------ Data supplied ------
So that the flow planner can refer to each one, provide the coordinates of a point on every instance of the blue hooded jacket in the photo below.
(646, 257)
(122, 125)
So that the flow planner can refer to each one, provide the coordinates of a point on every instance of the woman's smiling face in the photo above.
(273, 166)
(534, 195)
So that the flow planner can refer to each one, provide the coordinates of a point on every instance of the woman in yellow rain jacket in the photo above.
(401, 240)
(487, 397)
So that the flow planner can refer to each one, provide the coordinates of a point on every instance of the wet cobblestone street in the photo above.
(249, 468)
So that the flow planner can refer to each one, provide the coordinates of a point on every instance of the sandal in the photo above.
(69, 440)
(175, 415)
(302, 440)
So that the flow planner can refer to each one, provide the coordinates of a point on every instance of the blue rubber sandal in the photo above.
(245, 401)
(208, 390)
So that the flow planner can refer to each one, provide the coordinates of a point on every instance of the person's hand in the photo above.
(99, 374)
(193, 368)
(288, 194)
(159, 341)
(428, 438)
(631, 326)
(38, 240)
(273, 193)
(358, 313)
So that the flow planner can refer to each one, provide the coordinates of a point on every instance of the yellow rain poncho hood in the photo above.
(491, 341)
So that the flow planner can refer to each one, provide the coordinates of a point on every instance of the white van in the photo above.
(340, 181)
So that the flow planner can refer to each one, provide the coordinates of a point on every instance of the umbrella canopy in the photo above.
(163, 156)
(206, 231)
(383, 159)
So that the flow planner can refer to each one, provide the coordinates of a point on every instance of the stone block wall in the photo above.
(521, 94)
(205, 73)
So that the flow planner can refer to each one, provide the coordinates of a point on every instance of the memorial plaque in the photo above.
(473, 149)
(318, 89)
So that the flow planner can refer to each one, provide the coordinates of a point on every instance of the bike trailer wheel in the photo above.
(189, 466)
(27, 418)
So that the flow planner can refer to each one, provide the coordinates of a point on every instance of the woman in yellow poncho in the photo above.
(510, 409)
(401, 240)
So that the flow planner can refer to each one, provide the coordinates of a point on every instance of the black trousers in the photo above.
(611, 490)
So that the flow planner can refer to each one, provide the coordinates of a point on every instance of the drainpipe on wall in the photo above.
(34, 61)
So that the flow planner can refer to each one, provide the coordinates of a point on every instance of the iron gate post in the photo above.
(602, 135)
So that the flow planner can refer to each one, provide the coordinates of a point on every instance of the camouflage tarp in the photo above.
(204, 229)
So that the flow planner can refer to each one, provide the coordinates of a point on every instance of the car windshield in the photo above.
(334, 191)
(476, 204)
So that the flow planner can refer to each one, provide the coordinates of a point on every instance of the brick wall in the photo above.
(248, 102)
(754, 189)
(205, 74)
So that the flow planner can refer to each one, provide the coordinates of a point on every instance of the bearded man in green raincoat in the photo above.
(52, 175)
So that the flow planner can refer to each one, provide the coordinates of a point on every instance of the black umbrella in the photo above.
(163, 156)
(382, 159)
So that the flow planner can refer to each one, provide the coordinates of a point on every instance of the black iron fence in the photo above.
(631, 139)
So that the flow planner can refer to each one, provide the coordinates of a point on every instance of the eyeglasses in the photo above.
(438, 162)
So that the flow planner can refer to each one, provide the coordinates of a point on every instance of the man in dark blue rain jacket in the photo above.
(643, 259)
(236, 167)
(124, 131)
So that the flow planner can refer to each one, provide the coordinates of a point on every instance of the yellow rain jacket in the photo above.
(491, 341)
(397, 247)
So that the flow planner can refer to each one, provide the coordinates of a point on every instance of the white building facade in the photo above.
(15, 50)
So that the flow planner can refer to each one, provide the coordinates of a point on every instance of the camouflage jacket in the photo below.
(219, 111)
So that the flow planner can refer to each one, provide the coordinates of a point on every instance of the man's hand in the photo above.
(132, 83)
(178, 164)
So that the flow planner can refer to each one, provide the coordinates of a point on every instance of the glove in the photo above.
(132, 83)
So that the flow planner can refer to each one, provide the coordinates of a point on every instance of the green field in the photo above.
------
◆ The task ◆
Reproduce the material precisely, including every line.

◆ The completed task ◆
So that the flow planner can refer to each one, provide the coordinates of a point on every instance of the blue hooded jacket in the photo below.
(646, 257)
(122, 125)
So that the flow planner can refer to each one, provide the coordinates of a point on every instance of the woman's smiling face in the photo above.
(273, 166)
(534, 195)
So that the flow planner can refer to each one, provide the coordinates of a point on every instance of the woman in yellow rain jacket in the photo above.
(401, 240)
(487, 397)
So that the flow planner can refer to each one, provide the coordinates of a point on every instance of the wet cobblestone street in the photo above.
(249, 468)
So that the flow planner can refer to each one, provide the coordinates of a point on every instance of the sandal in the photo above.
(69, 440)
(175, 415)
(302, 440)
So that the flow planner can refer to each one, provide the coordinates of a point on every instance of the blue rubber sandal in the photo above.
(245, 401)
(208, 390)
So that the flow planner can refer to each one, provide the coordinates of a point on every instance of the person's hand in the photo above.
(99, 374)
(193, 368)
(288, 194)
(159, 341)
(428, 438)
(631, 326)
(38, 240)
(273, 193)
(358, 313)
So that the flow planner can refer to each one, provide the coordinates of a point on every instance of the yellow rain poncho hood in the photo above.
(491, 341)
So that the flow planner can refer to each one, provide the coordinates of a point on every instance of the white van in the photo above.
(340, 181)
So that the flow planner can refer to each one, provide the coordinates of a point on every instance of the umbrella canopy in the photo above.
(163, 156)
(206, 231)
(383, 159)
So that the flow planner can refer to each one, provide the coordinates of a point on every instance of the stone block wall in the photo above.
(521, 94)
(205, 73)
So that the flow planner can refer to each one, provide the coordinates of a point on every instance of the memorial plaque in the photo above.
(473, 149)
(318, 89)
So that the flow planner can refer to each one, provide the coordinates of a point on every instance of the bike trailer wheel in the photo above.
(189, 466)
(27, 418)
So that the flow planner can refer to each one, provide the coordinates of a point on every instance of the woman in yellow poncho in the photo above.
(510, 409)
(401, 240)
So that the flow planner can refer to each one, provide the coordinates of a point on every instance of the black trousers in the photo above.
(611, 490)
So that the flow planner can refer to each one, provide the coordinates of a point on every instance of the drainpipe on wall in the photo above.
(34, 61)
So that the flow planner can refer to each one, provide the coordinates of a point on every instance of the iron gate post in the photo above.
(602, 135)
So that the flow planner can refer to each one, provide the coordinates of a point on every instance of the camouflage tarp in the photo above.
(204, 229)
So that the flow planner can refer to each one, provide the coordinates of a point on every instance of the car windshield in the photo above.
(334, 191)
(476, 204)
So that the flow planner can refer to each one, provide the coordinates of a point on every instance of the brick wall in the photo above.
(248, 102)
(754, 189)
(205, 74)
So that the flow planner can refer to each one, provide the coordinates of a point on every instance of the bearded man in green raincoat in the photo above.
(52, 175)
So that the flow planner can refer to each one, provide the coordinates of a point on every instance of the black umbrella in the photo above.
(163, 156)
(382, 159)
So that the flow planner can refer to each one, provide the coordinates of a point on every instance of the black iron fence in the photo above.
(631, 139)
So that the flow planner can refer to each one, provide the coordinates of a point on every instance of the eyeglasses in the photo above.
(438, 162)
So that the flow planner can refer to each one, provide the coordinates of a point on every instance of the man in dark blue rain jacket in the photo above.
(643, 259)
(236, 167)
(124, 131)
So that the flow planner can refer to each one, provide the coordinates of a point on every instance of the yellow rain jacket in the photo above.
(491, 341)
(397, 247)
So that the flow planner can refer to each one, provide the coordinates of a point on every instance of the white building facade in the photo above.
(15, 50)
So that the flow planner can refer to each one, provide the coordinates of a point on every instance of the camouflage jacket in the photo below.
(219, 111)
So that the flow planner can refer to each one, provide the coordinates of a point on every instance of the man's hand in the photo above.
(132, 83)
(178, 164)
So that the flow planner can refer to each one, provide the coordinates of a point on every instance of the glove in the photo above.
(132, 83)
So that the flow planner can refer to each one, provide the coordinates of a point on every instance of the green field in the photo above.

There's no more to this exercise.